[Entries from a dataset]
==================================================

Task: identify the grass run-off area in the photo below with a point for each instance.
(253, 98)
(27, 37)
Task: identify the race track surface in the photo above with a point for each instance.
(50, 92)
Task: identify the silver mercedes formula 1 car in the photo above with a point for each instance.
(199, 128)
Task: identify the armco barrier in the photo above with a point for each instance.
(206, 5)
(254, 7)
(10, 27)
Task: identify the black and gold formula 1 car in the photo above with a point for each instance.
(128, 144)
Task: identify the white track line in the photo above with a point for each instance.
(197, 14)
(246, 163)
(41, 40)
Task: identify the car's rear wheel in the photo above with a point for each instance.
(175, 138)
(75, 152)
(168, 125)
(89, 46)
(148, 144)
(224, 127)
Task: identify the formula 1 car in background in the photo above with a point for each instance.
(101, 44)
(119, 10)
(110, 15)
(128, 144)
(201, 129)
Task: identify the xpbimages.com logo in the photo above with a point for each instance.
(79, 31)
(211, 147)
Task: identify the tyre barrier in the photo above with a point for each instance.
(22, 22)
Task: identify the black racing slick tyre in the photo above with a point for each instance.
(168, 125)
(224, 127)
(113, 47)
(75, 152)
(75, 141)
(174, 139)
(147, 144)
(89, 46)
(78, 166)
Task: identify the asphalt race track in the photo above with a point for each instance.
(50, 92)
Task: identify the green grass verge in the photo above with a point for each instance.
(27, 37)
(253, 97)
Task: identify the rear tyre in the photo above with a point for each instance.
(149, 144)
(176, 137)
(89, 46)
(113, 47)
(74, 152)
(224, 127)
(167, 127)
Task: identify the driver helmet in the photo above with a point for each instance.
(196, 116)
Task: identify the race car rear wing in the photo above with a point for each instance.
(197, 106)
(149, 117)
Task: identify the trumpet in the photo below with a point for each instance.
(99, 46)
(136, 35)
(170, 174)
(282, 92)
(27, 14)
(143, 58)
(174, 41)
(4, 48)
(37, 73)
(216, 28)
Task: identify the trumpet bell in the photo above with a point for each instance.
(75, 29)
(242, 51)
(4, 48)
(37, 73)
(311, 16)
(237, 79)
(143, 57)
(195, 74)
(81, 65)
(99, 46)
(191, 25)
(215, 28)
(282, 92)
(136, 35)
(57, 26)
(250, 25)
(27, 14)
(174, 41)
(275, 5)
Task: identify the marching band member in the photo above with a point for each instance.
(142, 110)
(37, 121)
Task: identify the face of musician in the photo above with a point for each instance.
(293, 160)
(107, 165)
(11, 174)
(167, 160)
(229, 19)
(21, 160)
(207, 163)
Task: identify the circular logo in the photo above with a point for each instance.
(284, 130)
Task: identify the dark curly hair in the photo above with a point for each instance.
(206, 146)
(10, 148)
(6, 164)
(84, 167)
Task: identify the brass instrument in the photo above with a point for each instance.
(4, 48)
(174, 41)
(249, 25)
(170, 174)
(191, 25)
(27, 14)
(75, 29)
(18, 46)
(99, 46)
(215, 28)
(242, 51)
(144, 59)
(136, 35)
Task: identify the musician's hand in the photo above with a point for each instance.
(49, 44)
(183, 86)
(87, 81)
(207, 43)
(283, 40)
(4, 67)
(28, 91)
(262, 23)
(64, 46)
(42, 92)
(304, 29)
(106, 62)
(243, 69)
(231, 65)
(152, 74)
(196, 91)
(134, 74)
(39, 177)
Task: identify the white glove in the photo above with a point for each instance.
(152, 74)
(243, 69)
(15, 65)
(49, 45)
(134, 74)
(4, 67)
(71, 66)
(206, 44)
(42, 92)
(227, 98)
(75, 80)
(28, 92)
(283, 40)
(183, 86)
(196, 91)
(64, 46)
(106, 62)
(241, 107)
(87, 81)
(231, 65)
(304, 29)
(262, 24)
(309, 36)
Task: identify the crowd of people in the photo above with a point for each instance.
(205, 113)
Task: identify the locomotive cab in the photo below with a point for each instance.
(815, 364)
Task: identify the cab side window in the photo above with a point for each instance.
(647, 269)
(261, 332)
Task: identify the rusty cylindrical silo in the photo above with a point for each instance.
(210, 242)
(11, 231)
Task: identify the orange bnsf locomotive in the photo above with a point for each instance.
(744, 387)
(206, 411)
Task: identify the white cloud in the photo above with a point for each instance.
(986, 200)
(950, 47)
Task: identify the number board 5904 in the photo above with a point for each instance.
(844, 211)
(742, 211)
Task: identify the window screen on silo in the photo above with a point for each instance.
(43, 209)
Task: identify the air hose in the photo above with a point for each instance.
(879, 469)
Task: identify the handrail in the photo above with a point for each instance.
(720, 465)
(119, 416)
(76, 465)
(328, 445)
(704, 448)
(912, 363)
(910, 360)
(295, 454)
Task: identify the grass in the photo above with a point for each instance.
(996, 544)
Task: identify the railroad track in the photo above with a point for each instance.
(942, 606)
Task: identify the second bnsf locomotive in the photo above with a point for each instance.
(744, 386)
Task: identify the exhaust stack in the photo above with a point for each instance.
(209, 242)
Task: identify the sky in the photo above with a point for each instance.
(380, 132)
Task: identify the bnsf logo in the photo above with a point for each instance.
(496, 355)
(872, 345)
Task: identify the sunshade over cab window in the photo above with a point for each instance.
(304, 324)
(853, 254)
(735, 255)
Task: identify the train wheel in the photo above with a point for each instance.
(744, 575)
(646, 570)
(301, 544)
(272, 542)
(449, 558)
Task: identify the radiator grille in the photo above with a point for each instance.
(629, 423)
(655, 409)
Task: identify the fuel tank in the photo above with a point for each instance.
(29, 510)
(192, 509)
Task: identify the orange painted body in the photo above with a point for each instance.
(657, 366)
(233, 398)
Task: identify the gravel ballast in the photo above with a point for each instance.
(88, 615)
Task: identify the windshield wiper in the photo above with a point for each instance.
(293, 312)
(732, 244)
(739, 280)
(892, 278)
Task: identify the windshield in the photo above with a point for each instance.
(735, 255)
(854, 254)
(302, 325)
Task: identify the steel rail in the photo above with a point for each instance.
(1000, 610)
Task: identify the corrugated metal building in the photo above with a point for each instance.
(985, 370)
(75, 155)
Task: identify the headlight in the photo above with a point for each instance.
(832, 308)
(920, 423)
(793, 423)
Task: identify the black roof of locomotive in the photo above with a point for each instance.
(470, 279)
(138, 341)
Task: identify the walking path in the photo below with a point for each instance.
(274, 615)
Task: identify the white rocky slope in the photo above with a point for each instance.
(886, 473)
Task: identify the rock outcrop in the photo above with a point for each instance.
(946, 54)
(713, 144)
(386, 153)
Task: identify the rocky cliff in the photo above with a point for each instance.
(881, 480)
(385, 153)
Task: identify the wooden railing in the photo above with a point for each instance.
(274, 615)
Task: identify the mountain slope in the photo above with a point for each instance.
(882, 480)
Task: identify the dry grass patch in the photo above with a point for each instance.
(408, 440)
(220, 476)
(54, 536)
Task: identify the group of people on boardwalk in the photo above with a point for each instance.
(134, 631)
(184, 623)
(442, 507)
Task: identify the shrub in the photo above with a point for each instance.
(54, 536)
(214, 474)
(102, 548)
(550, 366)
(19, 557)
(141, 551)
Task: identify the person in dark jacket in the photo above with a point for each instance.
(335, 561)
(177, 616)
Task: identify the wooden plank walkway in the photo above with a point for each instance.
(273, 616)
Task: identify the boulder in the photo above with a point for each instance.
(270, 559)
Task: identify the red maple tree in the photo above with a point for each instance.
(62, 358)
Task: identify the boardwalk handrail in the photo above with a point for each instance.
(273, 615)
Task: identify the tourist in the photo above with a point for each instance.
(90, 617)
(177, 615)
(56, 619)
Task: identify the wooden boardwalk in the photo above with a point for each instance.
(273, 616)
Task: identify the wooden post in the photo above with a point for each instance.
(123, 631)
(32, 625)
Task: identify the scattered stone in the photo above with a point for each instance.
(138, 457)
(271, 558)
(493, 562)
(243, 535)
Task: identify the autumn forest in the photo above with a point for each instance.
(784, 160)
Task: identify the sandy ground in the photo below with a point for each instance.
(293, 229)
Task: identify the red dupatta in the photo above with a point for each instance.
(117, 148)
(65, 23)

==================================================

● **WRITTEN EXERCISE**
Output only the lines running from the line with "Task: identify the person" through the final line of the data, inclusive.

● **SOLUTION**
Task: identify the person in dark jacket in the photo above with a point for each instance.
(335, 561)
(177, 616)
Task: identify the wooden plank walkway in the photo above with a point for each instance.
(273, 616)
Task: identify the boulder in the photo above with a point for each instance.
(270, 559)
Task: identify the red maple tree in the photo above with a point for each instance.
(62, 358)
Task: identify the boardwalk handrail in the photo above with a point for each instance.
(273, 615)
Task: identify the tourist in the photo above with a point for each instance.
(90, 617)
(177, 615)
(56, 619)
Task: identify the wooden boardwalk in the photo above with a point for each instance.
(273, 616)
Task: identify the wooden post in the photo above with a point for each instance.
(123, 631)
(32, 625)
Task: identify the scattered stone in the photo above with a point for each instance.
(138, 457)
(271, 558)
(493, 562)
(243, 535)
Task: identify the autumn forest in the photo above with a point for each instance.
(784, 160)
Task: identify the sandy ground in the photo below with a point for each instance.
(293, 229)
Task: identify the red dupatta in the photo above with a point for each instance.
(117, 148)
(65, 23)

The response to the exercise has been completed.